- [阅读材料]
··········
Document-level Neural Relation Extraction with Edge-oriented Graphs 论文阅读

2021 年 1 月 31 日
AI
自然语言处理

Background

论文动机
- Entity relations can be better expressed through ==unique edge representations== formed as paths between nodes.(没有依据啊…)
  
  许多graph-based model 都是基于node, 文章发现entity 之间的relation，可以通过节点之间的路径形成唯一的edge representation
  
  entity之间的关系不唯一，为什么要规定representation要唯一呢？
- 每一个target entity的mentions对于entity之间的relation是非常重要的
论文贡献
- 本文提出了一种新颖的图神经模型（==面向边而非节点==），与现有的模型不同的是它专注于构造一种 unique 的节点和边，将信息encode到边表示（edge representation）而不是节点表示(node representation)；
- 基于多实例学习（multi-instance learning，MIL）学习句子内和句子间的关系；
- 模型**==完全不依赖句法依赖工具==**（也就不会带来因为工具的误差带来的噪音问题），可以有效编码文档级别的关系依赖；
- 实验发现，inter-sentence 关系检测的结果对 intra-sentence 关系检测任务是有益的；
背景

异质网络：根据不同的边来区分网络的类型；

同质网络：虽节点不同，边的类型不同，但是把所有的节点当作同质关系进行处理，利用attention或者其他的方式自动进行区分。

Model

TASK definition: 给定标注好的document(entity与mentions)，目标是抽取出所有entity pair的relation。
··········
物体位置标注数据
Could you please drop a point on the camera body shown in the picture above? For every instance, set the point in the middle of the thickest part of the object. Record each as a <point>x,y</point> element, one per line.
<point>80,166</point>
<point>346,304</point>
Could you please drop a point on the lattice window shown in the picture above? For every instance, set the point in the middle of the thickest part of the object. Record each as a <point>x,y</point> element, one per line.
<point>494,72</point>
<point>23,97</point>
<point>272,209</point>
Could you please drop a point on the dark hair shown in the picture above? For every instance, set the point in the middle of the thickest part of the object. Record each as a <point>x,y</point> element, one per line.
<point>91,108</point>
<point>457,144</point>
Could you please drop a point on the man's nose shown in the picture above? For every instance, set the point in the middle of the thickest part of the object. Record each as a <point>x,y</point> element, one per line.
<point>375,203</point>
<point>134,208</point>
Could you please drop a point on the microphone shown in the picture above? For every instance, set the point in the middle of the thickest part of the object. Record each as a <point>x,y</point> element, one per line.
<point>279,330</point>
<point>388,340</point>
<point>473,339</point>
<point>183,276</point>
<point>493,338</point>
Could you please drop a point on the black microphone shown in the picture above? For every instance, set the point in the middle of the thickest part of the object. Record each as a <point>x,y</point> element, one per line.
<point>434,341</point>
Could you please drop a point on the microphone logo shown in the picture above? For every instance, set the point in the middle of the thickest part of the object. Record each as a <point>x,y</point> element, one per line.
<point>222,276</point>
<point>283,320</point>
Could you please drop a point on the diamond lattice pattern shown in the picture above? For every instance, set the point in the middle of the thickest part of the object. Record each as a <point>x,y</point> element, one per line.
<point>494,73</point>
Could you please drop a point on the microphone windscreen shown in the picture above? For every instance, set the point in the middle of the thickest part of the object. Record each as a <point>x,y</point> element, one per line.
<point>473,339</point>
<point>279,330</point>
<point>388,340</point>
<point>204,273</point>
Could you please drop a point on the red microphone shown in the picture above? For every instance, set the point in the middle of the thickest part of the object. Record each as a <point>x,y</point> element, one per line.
··········
- [任务目标]
A. 根据文档级关系抽取论文笔记回答：
(i) 论文贡献中说模型完全不依赖哪种工具？
(ii) 背景部分说异质网络依据什么区分网络类型？
(iii) 任务定义中的目标是什么？
B. 从文档级关系抽取论文笔记的最后一句之后续写。
作答时无需用到这些数据。

- [书面答案]
A.
(i) 句法依赖工具。
(ii) 依据不同的边。
(iii) 抽取出所有entity pair的relation。

B.
Sentence Encoding Layer

BiLSTM: The output of the encoder results in contextualized representations for each word of the input sentence.
Graph Layer

The contextualized word representations from encoder are used to construct a document-level graph structure. 来自编码器的context表示被用来构建文档级图结构。
- Node construction (三种不同类型的节点构造)
  
  在EoG模型中，有三种node: mention node、entity node、sentence node。
  
  mention node:所有entity的mentions的集合。每一个mention node的representation是此mention的所有word embedding的平均；entity node:所有entity的集合，每一个entity node的representation是该entity所有的mentions的平均；sentence node:所有sentence的集合，每一个sentence node是该sentence中所有word embedding的平均。
  
  除此之外，我们为了区别不同类型的node，还给每一个node的representation上concat对应类型的node embedding t。
  - mention node
    
    \mathbf{n}_{m}=\left[\operatorname{avg}_{w_{i} \in m}\left(\mathbf{w}_{i}\right) ; \mathbf{t}_{m}\right]
  - entity node
    
    \mathbf{n}_{e}=\left[\operatorname{avg}_{w_{i} \in e}\left(\mathbf{w}_{i}\right) ; \mathbf{t}_{e}\right]
  - sentence node
    
    \mathbf{n}_{s}=\left[\operatorname{avg}_{w_{i} \in s}\left(\mathbf{w}_{i}\right) ; \mathbf{t}_{s}\right]
- Edge construction 不同的节点根据不同的性质生成不同种类的边
  
  上文的三种节点类型边的类型有 $A_{3}^{3}$ 种即 [MM, MS, ME, SS, ES, EE ] 六种, mention-mention(MM)、mention-entity(ME)、mention-sentence(MS)、entity-sentence(ES)、sentence-sentence(SS)。
  
  ==Using heuristic rules （启发式规则）that stem from(源自) the natural associations between the elements of a document==(这个是怎么做到呢？)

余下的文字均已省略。